> TASK DIRECTIONS
Print the records below exactly as they appear.
— start of RECORDED DATA —
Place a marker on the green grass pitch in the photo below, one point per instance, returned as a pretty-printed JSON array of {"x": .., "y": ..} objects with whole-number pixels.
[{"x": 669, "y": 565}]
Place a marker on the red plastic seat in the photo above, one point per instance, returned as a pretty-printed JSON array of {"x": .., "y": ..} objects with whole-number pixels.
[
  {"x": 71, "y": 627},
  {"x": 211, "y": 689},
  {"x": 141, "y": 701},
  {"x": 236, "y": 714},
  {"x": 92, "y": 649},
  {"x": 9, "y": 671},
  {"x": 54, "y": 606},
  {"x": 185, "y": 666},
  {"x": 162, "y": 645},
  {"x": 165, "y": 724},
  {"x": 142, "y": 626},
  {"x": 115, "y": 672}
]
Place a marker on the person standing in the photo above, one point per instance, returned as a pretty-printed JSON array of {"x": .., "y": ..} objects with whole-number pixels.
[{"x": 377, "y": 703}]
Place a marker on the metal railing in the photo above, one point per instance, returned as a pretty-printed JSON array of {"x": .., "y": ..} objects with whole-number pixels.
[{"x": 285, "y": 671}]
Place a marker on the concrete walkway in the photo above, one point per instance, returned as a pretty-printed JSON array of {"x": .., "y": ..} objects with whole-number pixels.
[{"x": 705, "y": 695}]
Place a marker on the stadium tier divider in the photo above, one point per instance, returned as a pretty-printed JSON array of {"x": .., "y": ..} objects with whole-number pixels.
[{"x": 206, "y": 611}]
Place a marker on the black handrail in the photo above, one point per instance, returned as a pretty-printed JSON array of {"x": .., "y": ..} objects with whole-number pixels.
— end of RECORDED DATA —
> THE RESULT
Place a marker on the green grass pitch in the photo below, one point per instance, returned as a pretty-printed JSON array of {"x": .., "y": ..} objects with whole-number pixels.
[{"x": 669, "y": 565}]
Place a marker on the red plastic seat in the photo above, one point per instance, returned as a pretty-printed JSON array of {"x": .., "y": ..} objects with whole-number pixels.
[
  {"x": 71, "y": 627},
  {"x": 211, "y": 689},
  {"x": 141, "y": 701},
  {"x": 236, "y": 714},
  {"x": 92, "y": 649},
  {"x": 9, "y": 671},
  {"x": 54, "y": 606},
  {"x": 185, "y": 666},
  {"x": 162, "y": 645},
  {"x": 165, "y": 724},
  {"x": 142, "y": 626},
  {"x": 115, "y": 672}
]
Place a marker on the person standing in the photo above, one point per instance, returned as a pretty-printed JSON array of {"x": .., "y": ..} objects with whole-number pixels.
[{"x": 377, "y": 703}]
Place a marker on the metal railing in the photo above, one point per instance, returned as a pretty-printed JSON array of {"x": .., "y": ..} objects with whole-number pixels.
[{"x": 285, "y": 671}]
Place a marker on the concrete walkway in the photo above, one point per instance, returned as a pretty-printed JSON array of {"x": .., "y": ..} objects with whole-number pixels.
[{"x": 705, "y": 695}]
Place a marker on the stadium tier divider in the photo above, one point per instance, returned as a pretty-printed JSON array of {"x": .., "y": ..} objects with whole-number pixels.
[{"x": 206, "y": 611}]
Place a marker on the black handrail in the photo above, one point per instance, returned as a pretty-printed JSON array of {"x": .., "y": ..} objects with whole-number pixels.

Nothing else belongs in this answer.